▸ Prompt
Reproduce the data below in full. Nothing should differ from the original.

▸ Material for the task

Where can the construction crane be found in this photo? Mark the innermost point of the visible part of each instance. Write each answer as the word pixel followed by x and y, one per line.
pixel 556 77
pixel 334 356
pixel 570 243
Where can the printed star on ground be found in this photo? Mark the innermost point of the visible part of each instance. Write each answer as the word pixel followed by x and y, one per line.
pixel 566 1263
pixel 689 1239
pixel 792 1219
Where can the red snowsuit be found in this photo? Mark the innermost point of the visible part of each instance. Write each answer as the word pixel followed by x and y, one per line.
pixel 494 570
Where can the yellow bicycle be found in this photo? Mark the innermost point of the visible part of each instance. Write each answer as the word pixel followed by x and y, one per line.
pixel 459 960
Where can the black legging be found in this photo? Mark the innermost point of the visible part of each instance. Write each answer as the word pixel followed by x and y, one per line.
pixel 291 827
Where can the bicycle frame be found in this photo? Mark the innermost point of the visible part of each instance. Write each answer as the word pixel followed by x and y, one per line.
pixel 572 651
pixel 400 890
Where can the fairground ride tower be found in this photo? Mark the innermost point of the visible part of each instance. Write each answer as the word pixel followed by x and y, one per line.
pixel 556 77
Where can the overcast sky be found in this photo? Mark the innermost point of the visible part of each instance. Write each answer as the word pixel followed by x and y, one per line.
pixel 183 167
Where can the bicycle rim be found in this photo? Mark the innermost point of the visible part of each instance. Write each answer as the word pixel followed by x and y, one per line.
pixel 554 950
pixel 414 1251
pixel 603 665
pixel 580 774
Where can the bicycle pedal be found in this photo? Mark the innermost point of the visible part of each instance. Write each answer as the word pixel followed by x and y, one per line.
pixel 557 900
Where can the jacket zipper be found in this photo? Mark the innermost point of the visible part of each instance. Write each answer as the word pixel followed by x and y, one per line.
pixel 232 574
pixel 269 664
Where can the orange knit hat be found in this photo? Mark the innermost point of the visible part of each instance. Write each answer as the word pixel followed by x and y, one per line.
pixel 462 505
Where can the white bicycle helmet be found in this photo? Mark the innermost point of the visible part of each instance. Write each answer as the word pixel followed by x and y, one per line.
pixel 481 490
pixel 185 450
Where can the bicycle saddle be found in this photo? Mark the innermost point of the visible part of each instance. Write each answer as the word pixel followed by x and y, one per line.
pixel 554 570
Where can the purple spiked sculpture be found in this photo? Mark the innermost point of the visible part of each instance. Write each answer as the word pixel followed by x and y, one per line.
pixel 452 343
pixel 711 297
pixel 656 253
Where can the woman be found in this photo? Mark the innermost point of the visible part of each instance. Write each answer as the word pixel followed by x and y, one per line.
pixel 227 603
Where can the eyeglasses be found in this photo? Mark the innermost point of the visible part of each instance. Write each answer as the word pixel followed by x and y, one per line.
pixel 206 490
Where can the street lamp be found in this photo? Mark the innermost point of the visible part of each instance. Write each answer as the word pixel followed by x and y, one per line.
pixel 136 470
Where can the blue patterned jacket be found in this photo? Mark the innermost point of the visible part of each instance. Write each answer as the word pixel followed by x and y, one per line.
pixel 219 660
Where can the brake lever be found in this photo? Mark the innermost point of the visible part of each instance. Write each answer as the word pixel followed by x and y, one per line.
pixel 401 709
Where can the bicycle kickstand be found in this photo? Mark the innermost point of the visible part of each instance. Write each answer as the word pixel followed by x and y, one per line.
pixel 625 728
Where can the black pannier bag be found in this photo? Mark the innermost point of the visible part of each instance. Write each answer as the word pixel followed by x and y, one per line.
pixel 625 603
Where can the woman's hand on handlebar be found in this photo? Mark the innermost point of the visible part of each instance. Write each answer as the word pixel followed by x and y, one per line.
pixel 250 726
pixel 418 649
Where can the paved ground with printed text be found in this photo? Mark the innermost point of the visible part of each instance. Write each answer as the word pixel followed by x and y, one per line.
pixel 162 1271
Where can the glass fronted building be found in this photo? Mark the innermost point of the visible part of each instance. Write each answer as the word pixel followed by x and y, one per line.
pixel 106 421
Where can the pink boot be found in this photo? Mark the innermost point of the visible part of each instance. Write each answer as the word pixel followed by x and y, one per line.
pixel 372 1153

▸ Response
Where can the construction crane be found in this photo? Mark the innermost point of the visible part of each instance. Write each answer as the word pixel followed by x and y, one per line.
pixel 556 77
pixel 334 356
pixel 570 243
Where can the printed star on ground be found in this photo? Mark the innermost point of the visible part of each instance. Write each answer as the word pixel followed by x and y, one per line.
pixel 566 1263
pixel 689 1239
pixel 792 1219
Where can the red snowsuit be found in this photo? Mark the innermost point of the visible part of each instance. Write each answer as the word pixel followed by x and y, one per line.
pixel 494 570
Where can the yellow bicycle be found in this photo? Mark the innermost point of the visible part of each instance. Write each answer as the word pixel followed by x and y, one per line.
pixel 459 960
Where can the black legging be found in this photo? Mark the innermost point of the visible part of each instance. Write each answer as the word pixel followed by x and y, one per line.
pixel 291 827
Where can the bicycle frame be found in this photo? Mark the innermost point of the visible part of each instance. Write each answer as the word pixel followed by x and y, one per line.
pixel 572 651
pixel 400 890
Where can the fairground ride tower be found in this photo? Mark the innermost point of the visible part of each instance. Write each answer as the word pixel followed by x and y, one per line.
pixel 556 77
Where can the overcast sky be found in this photo? Mark the innermost point of the visible part of each instance. Write each answer as the word pixel followed by x and y, one per line.
pixel 183 167
Where can the bicycle rim be found in this photo? Mark the innermost point of the visible part of each instance. Write each answer as the word pixel followed by x and y, one per line.
pixel 554 950
pixel 414 1251
pixel 603 665
pixel 580 774
Where can the bicycle pedal be found in this photo? Mark the innermost point of the visible part of each instance. Write each answer as the word pixel followed by x and y, one per line.
pixel 557 900
Where can the jacket zipper be found in this photo? Mark the innermost point of the visible part of each instance. Write each answer as the word pixel followed by x and y, one per line.
pixel 232 574
pixel 269 664
Where can the orange knit hat be found in this photo? Mark the innermost point of the visible part of each instance. Write each answer as the word pixel followed by x and y, one per line.
pixel 462 505
Where can the white bicycle helmet be found in this photo? Mark the innermost point of the visible part of each instance. Write each answer as the word pixel followed by x and y, one per line.
pixel 481 490
pixel 185 450
Where can the bicycle saddle be found in this photo? Mark the innermost point of the visible part of each instance. Write each answer as the word pixel followed by x and y, one per line.
pixel 554 570
Where can the purple spiked sculpture be found in this photo? Mark the innermost point of the visible part of each instance. Write each answer as the word pixel followed by x and y, one per line.
pixel 452 343
pixel 711 297
pixel 656 253
Where can the woman be found in this photo? Mark the innermost point of the visible part of each instance. Write each answer as the word pixel followed by x and y, one per line.
pixel 227 603
Where can the eyeglasses be found in this photo? Mark the innermost point of the visible part of each instance. Write each answer as the word pixel followed by x and y, one per line.
pixel 206 490
Where can the street lamp be found in this photo? Mark the innermost point of the visible part of each instance. Write each answer as the word pixel followed by x and y, one per line.
pixel 136 470
Where can the blue patterned jacket be found in this photo? Mark the innermost point of the visible part of each instance. Write each answer as the word pixel followed by x and y, one per line.
pixel 219 660
Where can the brake lever be found in this photo? Mark the innermost point of the visible part of each instance. Write each answer as the word pixel followed by x and y, one per line.
pixel 401 709
Where can the bicycle kickstand be found in this photo? Mark the innermost point of the visible part of each instance. Write each answer as the word pixel followed by x and y, one per line.
pixel 625 728
Where can the black pannier bag be found in this photo? Mark the innermost point of the visible part of each instance. Write each answer as the word pixel followed by x and y, one per line.
pixel 625 603
Where can the woman's hand on handlebar be found in this photo? Mark the innermost point of the visible part of each instance. Write each answer as the word pixel followed by x and y, one per line.
pixel 250 726
pixel 418 649
Where can the paved ground with printed text be found in this photo? Mark the innermost point of the visible part of each instance. Write each answer as the word pixel followed by x and y, one per line.
pixel 162 1271
Where can the glass fronted building be found in this photo? Mark the innermost point of the visible part of each instance. Write each answer as the word pixel followed by x and y, one per line.
pixel 106 421
Where can the pink boot be found in this photo? Mark the innermost point of the visible part of each instance. Write each answer as the word pixel followed by x and y, one per line.
pixel 372 1153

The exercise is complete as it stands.